▶ [YOUR TASK]: Write out the material below again, unchanged.
-- Start of INPUT MATERIAL --
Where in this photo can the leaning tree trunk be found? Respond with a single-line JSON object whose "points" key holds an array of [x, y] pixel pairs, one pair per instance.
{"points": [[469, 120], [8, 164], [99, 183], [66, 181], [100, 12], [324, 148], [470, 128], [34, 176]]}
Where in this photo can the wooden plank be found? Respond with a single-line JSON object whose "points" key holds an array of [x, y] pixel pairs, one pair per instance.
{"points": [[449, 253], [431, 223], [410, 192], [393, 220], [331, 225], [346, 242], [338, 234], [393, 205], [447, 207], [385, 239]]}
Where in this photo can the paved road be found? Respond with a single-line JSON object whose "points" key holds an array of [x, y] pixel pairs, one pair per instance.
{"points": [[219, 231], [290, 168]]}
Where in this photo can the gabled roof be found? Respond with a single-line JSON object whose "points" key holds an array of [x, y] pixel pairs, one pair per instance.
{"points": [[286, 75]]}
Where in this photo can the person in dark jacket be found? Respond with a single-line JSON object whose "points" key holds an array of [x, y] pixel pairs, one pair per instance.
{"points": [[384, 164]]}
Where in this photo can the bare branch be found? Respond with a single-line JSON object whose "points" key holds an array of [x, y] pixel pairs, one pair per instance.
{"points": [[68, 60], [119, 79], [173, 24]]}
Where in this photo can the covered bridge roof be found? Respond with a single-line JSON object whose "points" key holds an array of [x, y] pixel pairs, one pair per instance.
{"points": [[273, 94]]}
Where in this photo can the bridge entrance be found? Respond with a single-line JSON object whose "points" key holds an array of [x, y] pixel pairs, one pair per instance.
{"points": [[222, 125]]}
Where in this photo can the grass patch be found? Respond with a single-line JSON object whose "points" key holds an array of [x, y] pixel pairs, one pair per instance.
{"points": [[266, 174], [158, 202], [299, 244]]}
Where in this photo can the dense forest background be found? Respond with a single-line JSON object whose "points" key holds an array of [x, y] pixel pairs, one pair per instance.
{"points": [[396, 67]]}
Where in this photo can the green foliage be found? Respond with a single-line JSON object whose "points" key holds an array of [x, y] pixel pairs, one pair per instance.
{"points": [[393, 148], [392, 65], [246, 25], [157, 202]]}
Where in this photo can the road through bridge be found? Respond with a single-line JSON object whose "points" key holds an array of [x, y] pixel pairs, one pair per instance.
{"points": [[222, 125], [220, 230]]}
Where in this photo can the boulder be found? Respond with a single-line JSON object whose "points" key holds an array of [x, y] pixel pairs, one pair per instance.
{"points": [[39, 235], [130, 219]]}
-- End of INPUT MATERIAL --
▶ [RESPONSE TO THE TASK]:
Where in this photo can the leaning tree trunk be found? Respond with a single-line JSON object whose "points" key holds an array of [x, y] pixel pairs, one pair per instance.
{"points": [[469, 120], [8, 164], [99, 183], [66, 181], [100, 12], [324, 148], [470, 128], [34, 176]]}
Where in this photo can the wooden plank be found? Respond with a single-line JSON object whose "points" key holds an array of [x, y] pixel pairs, one pair per instance.
{"points": [[449, 253], [431, 223], [410, 192], [393, 220], [331, 225], [346, 242], [338, 234], [393, 205], [447, 207], [385, 239]]}
Where in this photo can the paved road be found? Respond with a single-line JSON object whose "points" key holds an array of [x, y] pixel pairs, one pair per instance.
{"points": [[219, 231], [290, 168]]}
Where in this photo can the gabled roof be found? Respond with a single-line JSON object whose "points" key holds an array of [x, y] pixel pairs, one pair per instance.
{"points": [[286, 75]]}
Where in this photo can the person in dark jacket be found? Respond with a single-line JSON object whose "points" key holds an array of [x, y] pixel pairs, one pair per instance.
{"points": [[384, 164]]}
Where in this photo can the bare branch be found? Respond with a single-line JSON object whose "points" key holds an array of [x, y] pixel pairs, one pair per instance.
{"points": [[68, 60], [119, 79], [173, 24]]}
Where in this photo can the covered bridge roof be found? Respond with a single-line JSON object whose "points" key holds an array of [x, y] pixel pairs, one pair per instance.
{"points": [[273, 94]]}
Where in this photo can the bridge entrance be found? Respond with a single-line JSON object whose "points" key holds an array of [x, y] pixel pairs, one pair per instance.
{"points": [[222, 125]]}
Where in this photo can the grass patch be found? Respond with a single-line JSON object whose "points" key holds an array of [x, y] pixel pairs, one pair per instance.
{"points": [[266, 174], [158, 202], [299, 244]]}
Where in this photo can the dense forest background be found? Respond with a single-line JSON object whose "points" key holds an array of [x, y] pixel pairs, one pair per instance.
{"points": [[396, 67]]}
Where in this photo can the green foliage be found? Respond with a single-line JSON object whose "points" key holds an array of [x, y] pixel pairs, one pair per instance.
{"points": [[393, 148], [392, 65], [246, 25], [157, 202]]}
Where in this photo can the road through bridge be found? Respond with a single-line JSON object whose "points" key holds an array of [x, y] pixel pairs, one pair per instance.
{"points": [[222, 125], [220, 230]]}
Where in this photo can the boulder be found? Respond with a single-line JSON object whose "points" key holds an array of [x, y] pixel pairs, one pair per instance.
{"points": [[39, 235], [130, 219]]}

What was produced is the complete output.